**Objective**
Retype exactly the lines that run from the line with "Task: Indicate the truck front" to the final line of the entries, keeping both ends and nothing else.

+ + + + +

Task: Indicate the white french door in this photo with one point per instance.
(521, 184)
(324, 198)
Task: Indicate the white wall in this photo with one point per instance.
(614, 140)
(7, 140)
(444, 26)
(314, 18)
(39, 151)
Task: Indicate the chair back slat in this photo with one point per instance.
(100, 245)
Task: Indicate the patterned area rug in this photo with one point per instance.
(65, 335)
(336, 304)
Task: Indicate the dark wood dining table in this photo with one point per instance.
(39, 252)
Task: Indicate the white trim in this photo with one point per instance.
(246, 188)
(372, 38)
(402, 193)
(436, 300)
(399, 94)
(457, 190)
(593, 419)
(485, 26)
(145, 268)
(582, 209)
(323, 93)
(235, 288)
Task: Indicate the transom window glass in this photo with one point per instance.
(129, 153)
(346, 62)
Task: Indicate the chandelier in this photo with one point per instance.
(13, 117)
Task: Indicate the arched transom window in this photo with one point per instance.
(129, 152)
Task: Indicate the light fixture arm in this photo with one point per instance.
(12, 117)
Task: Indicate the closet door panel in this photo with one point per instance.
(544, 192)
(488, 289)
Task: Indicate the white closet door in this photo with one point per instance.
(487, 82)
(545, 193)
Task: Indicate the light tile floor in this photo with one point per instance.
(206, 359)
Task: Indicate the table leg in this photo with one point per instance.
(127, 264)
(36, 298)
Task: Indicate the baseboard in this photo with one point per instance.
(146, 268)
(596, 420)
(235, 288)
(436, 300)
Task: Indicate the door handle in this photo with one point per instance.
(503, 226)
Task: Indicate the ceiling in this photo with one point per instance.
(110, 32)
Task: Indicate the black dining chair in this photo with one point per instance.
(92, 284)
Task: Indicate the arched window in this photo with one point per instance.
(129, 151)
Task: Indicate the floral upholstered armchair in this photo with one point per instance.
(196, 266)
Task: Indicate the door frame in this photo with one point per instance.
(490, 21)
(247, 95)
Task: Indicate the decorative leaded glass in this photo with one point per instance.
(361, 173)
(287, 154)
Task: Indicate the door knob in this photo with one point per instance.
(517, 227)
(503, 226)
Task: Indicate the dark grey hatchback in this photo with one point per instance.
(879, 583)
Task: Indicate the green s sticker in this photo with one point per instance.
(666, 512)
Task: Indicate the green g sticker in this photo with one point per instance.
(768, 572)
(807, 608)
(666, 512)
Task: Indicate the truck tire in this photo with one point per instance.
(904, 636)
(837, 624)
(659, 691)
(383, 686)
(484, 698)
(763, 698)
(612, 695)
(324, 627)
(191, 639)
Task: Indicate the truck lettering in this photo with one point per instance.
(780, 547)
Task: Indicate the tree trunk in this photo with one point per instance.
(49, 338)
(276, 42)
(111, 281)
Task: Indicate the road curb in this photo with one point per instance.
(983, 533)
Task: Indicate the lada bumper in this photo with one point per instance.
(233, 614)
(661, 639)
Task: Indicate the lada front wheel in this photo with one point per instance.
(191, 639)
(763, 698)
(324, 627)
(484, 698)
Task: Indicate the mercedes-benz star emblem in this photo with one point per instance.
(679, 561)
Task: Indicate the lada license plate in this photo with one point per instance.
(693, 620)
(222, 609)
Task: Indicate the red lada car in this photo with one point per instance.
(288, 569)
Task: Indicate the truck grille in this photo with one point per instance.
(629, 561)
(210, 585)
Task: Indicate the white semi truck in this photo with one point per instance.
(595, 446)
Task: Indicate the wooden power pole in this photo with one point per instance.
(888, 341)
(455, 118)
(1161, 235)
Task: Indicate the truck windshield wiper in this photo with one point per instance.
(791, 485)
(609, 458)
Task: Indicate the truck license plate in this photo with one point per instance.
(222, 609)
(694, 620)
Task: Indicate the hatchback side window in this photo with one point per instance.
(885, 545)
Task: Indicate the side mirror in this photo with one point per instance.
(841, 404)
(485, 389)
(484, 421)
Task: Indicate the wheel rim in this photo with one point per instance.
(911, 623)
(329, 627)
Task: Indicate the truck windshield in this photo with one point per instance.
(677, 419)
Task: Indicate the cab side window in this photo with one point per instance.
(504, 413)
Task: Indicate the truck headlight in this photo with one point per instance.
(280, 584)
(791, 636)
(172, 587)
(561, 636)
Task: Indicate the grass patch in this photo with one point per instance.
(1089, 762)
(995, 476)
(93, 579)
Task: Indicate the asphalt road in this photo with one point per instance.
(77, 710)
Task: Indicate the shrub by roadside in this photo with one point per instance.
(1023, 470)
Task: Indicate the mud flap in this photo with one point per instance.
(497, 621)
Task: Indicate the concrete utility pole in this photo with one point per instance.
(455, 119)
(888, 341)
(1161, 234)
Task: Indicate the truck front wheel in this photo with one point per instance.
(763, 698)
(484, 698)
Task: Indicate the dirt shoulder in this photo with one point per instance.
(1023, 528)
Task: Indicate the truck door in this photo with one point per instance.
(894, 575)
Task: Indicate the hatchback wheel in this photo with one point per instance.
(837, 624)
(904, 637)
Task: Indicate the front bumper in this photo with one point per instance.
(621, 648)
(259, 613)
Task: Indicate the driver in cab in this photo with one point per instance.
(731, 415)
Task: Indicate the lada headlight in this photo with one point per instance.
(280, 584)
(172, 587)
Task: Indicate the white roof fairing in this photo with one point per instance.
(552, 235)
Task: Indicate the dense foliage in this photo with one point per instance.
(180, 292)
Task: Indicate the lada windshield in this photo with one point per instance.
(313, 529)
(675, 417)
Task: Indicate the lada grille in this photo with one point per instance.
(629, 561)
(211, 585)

+ + + + +

**Response**
Task: Indicate the truck front wheel in this photo with one point per instance.
(763, 698)
(484, 698)
Task: Indicate the dirt shoulder in this photo with one point per instance.
(1023, 528)
Task: Indicate the truck door in this photo with one point per instance.
(894, 575)
Task: Indicate the hatchback wheel in this photo with one point per instance.
(837, 624)
(904, 637)
Task: Indicate the front bumper in this photo with one point per instance.
(621, 648)
(259, 613)
Task: Indicate the driver in cab in this photo with one point per instance.
(731, 415)
Task: Indicate the lada headlight in this photo with one point per instance.
(280, 584)
(172, 587)
Task: Indicate the white roof fairing in this photo with one point per instance.
(552, 235)
Task: Indicate the dense foliage in this photo with one point per instance.
(180, 292)
Task: Indicate the lada windshield in this photo with one point per instance.
(313, 529)
(675, 417)
Task: Indicate the lada grille in this photo with one point per instance.
(629, 561)
(211, 585)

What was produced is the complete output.